### [DOCUMENT SECTION]
--------------------------------

Skip to content

Orna-tools/OrnaCodexCrawler

 
 

Folders and files

NameName
Last commit message
Last commit date

Latest commit

 

History

26 Commits
 
 
 
 
 
 
 
 
 
 
 
 
 
 
 
 
 
 
 
 

Repository files navigation

OrnaCodexCrawler

A Scrapy-based crawler and data pipeline for the Orna game codex (playorna.com/codex). It crawls every codex category (items, spells, classes, followers, monsters, bosses, raids) in every language the site supports, merges them into a single cross-referenced codex.json plus per-language translation files, and offers a few downstream commands for exporting/curating that data.

Forked from 67au/OrnaCodexCrawler.

Requirements

Installation

With uv (recommended — this repo ships a uv.lock):

uv sync

Or with plain pip:

python -m venv venv
source venv/bin/activate
pip install scrapy tomlkit

Usage

Everything runs through main.py:

python main.py <command> [options]
python main.py --help

Pipeline

The commands are typically run in this order. Each one reads the output of the previous step from disk, so they can be re-run independently once the earlier steps have produced their files.

# Command What it does
1 download Crawls every codex category, in every supported language, into raw per-language JSON. Also resolves cross-references (e.g. a monster drop pointing at an item that wasn't crawled yet) in up to 3 follow-up passes.
2 codex Merges the raw crawl output into one cross-referenced codex.json (entries, icon map, filter options, sort metadata) plus a translation file per language.
3 clean_items Republishes download's raw per-language item entries (id, name, icon, category, description, stats, drops, ...) as output/cleaned/<language>/items.json, for consumers like OA_Database that want self-contained item data without joining against codex.json/i18n. Only needs download, not codex.

--------------------------------

Image box annotation records:
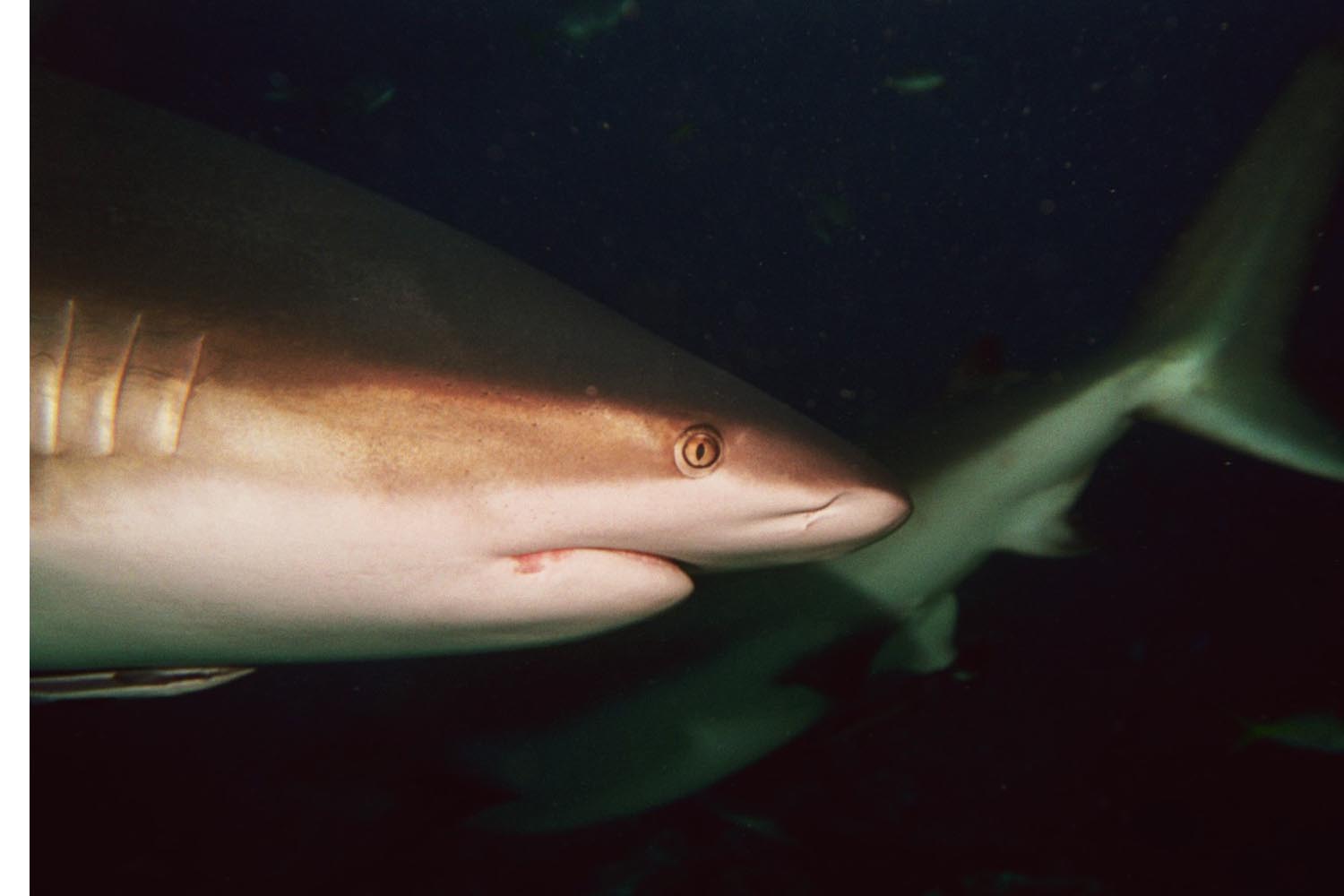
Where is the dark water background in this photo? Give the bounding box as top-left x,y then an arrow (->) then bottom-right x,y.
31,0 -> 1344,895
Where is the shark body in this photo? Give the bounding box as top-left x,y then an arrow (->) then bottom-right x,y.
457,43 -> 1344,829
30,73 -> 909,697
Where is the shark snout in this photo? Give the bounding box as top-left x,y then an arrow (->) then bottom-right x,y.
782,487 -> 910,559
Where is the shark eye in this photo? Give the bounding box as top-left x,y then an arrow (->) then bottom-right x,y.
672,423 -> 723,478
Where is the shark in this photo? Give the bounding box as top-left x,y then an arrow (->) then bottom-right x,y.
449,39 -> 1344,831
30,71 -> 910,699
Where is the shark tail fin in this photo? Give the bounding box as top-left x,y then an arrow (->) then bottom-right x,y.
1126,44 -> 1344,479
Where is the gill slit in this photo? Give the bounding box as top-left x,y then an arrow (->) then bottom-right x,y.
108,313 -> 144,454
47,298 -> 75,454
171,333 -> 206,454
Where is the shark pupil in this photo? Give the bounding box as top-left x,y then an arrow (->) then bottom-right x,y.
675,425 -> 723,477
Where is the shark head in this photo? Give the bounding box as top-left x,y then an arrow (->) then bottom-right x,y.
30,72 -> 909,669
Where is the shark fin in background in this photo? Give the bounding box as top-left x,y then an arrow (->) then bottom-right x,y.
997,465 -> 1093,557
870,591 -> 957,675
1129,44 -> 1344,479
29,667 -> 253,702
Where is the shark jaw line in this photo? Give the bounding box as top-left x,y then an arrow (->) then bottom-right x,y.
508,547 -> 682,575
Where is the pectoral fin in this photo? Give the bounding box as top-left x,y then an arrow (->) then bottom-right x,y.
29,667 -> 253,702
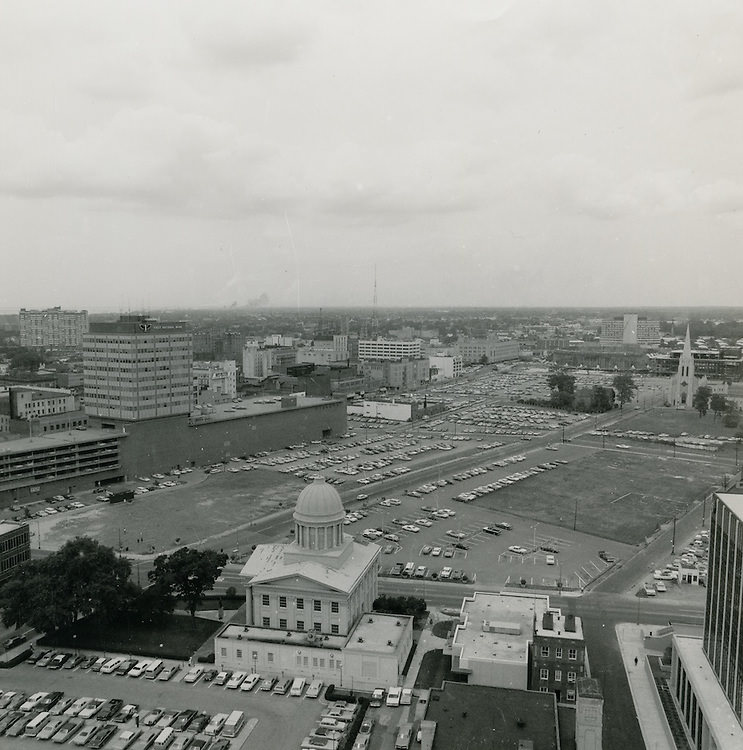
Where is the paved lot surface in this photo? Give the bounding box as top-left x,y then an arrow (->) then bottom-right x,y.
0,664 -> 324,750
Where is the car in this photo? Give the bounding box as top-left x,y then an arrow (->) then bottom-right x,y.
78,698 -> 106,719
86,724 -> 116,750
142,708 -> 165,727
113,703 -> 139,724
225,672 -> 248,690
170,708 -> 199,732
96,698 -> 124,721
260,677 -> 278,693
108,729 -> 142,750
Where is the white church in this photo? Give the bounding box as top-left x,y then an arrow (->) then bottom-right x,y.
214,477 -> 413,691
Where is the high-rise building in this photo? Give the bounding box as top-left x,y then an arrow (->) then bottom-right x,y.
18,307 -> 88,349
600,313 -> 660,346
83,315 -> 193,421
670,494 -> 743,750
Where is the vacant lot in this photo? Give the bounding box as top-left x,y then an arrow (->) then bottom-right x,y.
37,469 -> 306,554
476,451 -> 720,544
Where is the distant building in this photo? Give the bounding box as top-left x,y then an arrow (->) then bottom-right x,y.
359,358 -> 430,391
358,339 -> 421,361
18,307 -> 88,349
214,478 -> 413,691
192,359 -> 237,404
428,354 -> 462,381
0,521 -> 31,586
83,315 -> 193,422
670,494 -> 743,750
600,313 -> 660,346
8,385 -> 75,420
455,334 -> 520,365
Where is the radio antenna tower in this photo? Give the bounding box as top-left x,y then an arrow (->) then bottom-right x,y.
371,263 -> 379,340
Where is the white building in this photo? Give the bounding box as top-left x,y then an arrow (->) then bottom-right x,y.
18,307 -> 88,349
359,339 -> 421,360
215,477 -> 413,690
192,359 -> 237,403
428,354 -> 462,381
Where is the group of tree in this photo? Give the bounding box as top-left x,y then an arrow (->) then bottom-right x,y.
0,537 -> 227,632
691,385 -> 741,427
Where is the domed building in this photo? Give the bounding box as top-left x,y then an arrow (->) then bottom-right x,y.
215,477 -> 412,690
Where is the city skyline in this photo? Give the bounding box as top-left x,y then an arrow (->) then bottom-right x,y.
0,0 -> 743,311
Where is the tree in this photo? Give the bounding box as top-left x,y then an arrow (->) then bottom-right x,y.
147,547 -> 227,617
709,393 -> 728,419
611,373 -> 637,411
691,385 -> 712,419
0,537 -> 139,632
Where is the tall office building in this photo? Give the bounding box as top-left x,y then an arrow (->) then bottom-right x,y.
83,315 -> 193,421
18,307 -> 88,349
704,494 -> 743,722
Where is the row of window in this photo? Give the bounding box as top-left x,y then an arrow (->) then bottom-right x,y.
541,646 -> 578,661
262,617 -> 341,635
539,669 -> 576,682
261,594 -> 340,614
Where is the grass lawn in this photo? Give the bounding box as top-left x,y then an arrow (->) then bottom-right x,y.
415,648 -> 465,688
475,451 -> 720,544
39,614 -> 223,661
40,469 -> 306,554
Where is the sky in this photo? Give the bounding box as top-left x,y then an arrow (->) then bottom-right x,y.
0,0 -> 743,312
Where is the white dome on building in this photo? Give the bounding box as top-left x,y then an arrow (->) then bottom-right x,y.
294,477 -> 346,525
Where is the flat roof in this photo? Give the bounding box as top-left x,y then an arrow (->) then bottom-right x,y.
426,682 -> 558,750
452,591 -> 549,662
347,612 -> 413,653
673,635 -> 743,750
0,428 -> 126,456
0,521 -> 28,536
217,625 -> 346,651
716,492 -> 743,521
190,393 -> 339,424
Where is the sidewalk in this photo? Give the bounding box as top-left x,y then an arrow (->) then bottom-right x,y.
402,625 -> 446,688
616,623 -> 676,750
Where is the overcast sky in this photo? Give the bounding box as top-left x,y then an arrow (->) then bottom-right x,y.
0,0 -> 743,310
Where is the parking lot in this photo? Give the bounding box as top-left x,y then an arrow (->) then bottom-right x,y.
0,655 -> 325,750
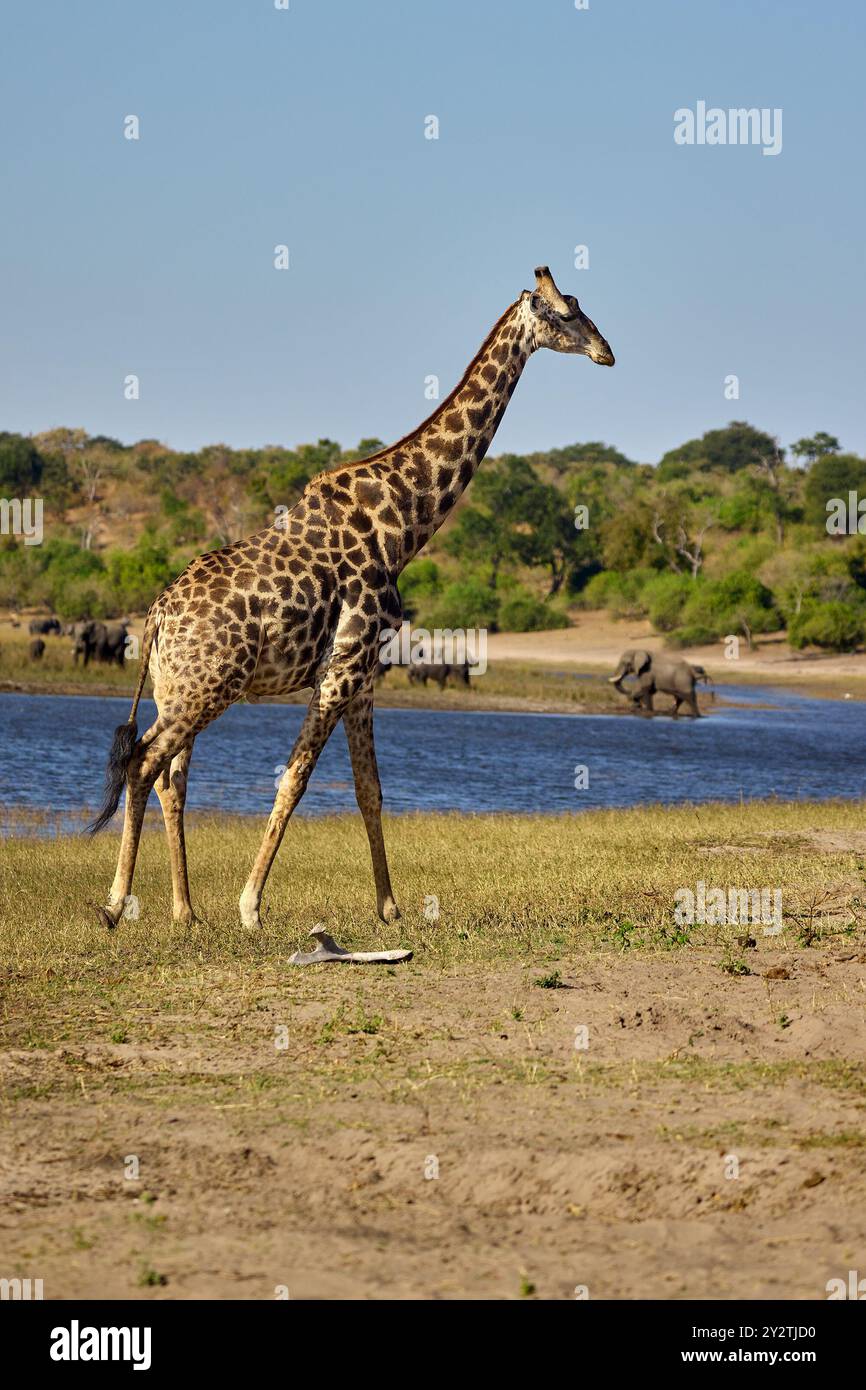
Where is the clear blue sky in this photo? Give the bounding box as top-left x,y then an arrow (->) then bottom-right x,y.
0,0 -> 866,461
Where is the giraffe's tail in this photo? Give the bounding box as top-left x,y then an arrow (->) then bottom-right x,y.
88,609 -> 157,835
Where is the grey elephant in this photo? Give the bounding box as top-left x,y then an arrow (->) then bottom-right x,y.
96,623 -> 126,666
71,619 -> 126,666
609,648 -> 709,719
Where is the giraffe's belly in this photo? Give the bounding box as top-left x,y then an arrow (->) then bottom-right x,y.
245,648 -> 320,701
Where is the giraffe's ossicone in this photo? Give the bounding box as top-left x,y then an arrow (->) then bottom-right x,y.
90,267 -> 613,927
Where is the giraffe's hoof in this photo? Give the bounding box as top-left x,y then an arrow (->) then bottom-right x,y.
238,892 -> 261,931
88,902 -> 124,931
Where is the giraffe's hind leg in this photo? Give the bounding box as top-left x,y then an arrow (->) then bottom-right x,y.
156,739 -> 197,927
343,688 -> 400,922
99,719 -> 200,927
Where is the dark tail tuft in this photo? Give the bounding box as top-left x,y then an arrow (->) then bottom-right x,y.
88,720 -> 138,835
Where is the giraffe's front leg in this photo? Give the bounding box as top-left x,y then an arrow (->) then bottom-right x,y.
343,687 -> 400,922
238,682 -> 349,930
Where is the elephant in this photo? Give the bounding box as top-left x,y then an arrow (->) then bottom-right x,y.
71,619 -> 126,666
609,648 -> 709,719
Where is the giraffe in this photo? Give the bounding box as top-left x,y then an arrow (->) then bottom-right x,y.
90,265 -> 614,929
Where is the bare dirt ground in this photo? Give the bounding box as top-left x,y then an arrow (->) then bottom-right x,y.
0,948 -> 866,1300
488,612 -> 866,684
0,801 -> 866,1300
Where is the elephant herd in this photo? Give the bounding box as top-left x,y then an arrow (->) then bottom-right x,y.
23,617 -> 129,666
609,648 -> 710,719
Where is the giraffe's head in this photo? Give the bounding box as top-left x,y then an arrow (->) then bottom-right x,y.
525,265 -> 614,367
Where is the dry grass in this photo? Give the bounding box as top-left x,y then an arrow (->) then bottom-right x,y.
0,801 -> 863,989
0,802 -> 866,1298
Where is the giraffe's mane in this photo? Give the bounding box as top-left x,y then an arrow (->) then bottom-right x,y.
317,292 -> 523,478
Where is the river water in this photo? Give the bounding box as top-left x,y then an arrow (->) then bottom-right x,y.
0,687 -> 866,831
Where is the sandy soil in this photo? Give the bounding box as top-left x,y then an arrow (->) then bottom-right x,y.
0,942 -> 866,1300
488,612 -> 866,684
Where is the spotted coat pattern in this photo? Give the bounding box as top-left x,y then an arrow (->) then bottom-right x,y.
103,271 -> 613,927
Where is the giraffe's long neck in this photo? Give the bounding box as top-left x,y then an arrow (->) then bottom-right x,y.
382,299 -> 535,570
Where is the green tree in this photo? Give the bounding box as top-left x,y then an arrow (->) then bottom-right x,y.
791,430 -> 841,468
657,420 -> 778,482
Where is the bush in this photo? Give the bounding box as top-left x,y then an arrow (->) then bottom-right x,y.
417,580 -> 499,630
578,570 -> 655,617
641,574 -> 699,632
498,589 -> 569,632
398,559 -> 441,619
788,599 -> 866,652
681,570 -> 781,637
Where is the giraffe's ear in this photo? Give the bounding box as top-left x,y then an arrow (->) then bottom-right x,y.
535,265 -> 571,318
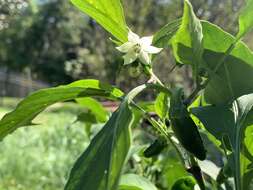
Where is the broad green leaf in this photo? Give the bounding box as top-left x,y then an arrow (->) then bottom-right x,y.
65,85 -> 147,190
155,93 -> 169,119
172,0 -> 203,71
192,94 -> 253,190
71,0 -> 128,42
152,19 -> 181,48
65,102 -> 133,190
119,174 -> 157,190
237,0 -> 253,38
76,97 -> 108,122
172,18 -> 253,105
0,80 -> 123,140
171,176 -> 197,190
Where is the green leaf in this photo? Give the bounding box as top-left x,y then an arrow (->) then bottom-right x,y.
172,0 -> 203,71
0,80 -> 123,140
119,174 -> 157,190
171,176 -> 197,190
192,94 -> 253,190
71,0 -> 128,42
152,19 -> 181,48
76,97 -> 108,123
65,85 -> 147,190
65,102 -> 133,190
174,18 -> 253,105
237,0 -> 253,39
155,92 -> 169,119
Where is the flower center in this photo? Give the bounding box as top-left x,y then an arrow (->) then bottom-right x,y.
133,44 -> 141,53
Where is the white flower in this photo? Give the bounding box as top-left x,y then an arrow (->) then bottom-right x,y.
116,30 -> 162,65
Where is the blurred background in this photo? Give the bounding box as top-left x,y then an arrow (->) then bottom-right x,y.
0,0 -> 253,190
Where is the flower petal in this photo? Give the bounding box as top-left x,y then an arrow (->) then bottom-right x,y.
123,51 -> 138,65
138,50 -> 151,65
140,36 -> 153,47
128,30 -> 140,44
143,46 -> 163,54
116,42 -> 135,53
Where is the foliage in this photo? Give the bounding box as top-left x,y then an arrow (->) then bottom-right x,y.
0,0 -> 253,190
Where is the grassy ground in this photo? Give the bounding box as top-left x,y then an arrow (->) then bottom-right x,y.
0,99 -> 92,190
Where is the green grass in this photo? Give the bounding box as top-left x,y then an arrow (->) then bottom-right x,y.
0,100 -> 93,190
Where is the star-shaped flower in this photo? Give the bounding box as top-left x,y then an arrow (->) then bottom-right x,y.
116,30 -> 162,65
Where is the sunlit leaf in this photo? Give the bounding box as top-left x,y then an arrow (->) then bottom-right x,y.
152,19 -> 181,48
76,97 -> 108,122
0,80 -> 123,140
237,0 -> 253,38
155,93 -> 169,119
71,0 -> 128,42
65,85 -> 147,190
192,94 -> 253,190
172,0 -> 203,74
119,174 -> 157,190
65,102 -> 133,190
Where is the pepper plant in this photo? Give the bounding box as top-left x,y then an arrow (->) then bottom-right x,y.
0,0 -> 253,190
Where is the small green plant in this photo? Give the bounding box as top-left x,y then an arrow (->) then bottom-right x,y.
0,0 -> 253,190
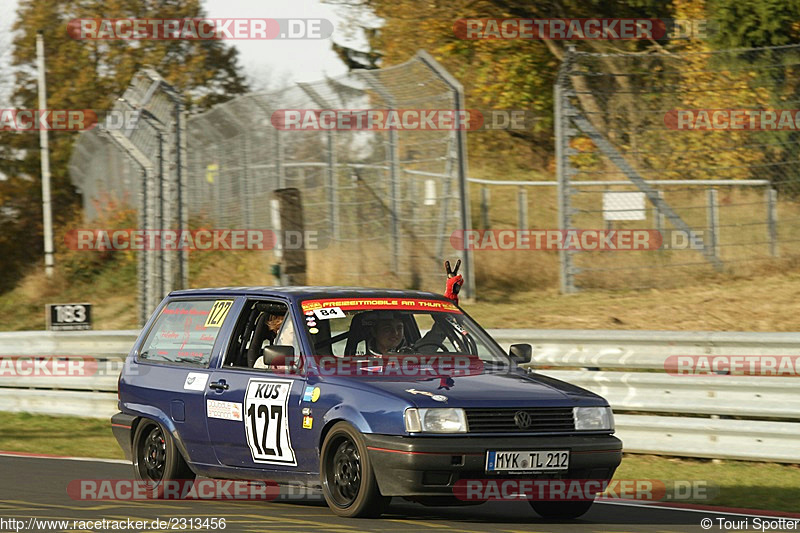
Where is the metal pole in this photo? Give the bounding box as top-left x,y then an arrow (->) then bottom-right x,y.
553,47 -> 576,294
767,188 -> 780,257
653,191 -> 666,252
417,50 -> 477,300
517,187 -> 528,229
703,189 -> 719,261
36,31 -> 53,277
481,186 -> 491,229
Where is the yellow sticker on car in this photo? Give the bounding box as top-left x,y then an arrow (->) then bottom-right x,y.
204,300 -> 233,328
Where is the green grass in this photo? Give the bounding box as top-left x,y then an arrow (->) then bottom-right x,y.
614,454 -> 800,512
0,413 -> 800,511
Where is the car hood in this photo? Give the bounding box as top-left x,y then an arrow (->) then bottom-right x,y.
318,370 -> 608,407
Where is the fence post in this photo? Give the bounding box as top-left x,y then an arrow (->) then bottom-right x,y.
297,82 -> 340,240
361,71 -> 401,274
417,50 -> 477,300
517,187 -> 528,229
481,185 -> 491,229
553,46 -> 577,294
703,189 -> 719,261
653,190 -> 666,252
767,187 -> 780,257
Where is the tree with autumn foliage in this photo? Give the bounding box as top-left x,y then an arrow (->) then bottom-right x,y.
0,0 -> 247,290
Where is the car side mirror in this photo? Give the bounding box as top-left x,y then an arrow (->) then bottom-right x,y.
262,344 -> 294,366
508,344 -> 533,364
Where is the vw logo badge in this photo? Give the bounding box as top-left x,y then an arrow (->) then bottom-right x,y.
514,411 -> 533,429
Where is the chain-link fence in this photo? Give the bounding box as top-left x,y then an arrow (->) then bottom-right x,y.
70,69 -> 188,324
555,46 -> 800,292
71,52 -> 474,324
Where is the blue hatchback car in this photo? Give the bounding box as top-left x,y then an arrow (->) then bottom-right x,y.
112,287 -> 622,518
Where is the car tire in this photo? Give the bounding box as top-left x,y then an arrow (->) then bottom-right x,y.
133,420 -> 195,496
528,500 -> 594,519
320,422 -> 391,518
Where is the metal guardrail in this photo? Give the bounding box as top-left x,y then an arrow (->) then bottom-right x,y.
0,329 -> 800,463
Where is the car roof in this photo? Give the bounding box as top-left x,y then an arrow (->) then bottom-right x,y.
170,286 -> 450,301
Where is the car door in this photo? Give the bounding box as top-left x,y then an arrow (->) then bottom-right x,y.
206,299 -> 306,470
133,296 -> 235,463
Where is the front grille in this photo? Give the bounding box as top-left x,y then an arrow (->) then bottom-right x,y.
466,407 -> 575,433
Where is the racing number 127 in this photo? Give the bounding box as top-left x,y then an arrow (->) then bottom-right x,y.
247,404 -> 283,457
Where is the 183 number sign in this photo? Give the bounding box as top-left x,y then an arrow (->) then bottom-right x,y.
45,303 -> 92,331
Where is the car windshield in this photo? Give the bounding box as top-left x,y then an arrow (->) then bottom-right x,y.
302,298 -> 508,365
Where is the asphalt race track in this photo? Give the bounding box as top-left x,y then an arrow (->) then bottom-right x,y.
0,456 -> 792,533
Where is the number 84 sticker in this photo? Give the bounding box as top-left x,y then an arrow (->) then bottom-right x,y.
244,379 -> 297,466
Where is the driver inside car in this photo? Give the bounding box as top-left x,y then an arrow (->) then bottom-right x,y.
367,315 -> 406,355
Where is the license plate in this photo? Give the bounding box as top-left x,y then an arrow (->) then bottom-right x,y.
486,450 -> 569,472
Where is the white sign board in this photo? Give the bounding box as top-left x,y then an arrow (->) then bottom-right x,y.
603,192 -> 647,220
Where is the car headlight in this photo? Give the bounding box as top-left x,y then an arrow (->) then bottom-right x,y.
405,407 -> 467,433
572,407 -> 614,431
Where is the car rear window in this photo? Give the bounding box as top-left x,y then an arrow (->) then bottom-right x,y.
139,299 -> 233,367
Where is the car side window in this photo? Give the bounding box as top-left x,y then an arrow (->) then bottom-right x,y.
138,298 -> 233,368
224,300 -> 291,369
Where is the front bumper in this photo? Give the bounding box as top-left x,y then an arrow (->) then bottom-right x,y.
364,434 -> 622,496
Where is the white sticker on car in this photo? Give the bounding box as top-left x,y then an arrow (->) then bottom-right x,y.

--------------------------------

### [TASKS TO COMPLETE]
[a] In the OrnaCodexCrawler README, rewrite the part that opens with the words containing "The commands are" and closes with "file per language.", swapping "every supported language" for "all supported languages".
[b] Write the next part of the OrnaCodexCrawler README, picking up after its last line.

### [RESULTS]
[a]
The commands are typically run in this order. Each one reads the output of the previous step from disk, so they can be re-run independently once the earlier steps have produced their files.

# Command What it does
1 download Crawls every codex category, in all supported languages, into raw per-language JSON. Also resolves cross-references (e.g. a monster drop pointing at an item that wasn't crawled yet) in up to 3 follow-up passes.
2 codex Merges the raw crawl output into one cross-referenced codex.json (entries, icon map, filter options, sort metadata) plus a translation file per language.

[b]
4 dump_toml Converts codex.json and the translation files into TOML, which diffs much more readably than minified JSON in version control.
5 export_extra Converts the hand-maintained TOML files in EXTRA_DIR (see update_extra below) into JSON for downstream consumption.
6 realm_raids Builds realm.json (tier/HP/icon/localized name for every raid) and downloads the raid icon images.
7 update_extra Regenerates the editable TOML stubs in EXTRA_DIR: a boss-scaling list for weapons/armor, and per-boss/monster/raid files for hand-filling elemental weaknesses/resistances/immunities. Existing hand-edited values are preserved across runs.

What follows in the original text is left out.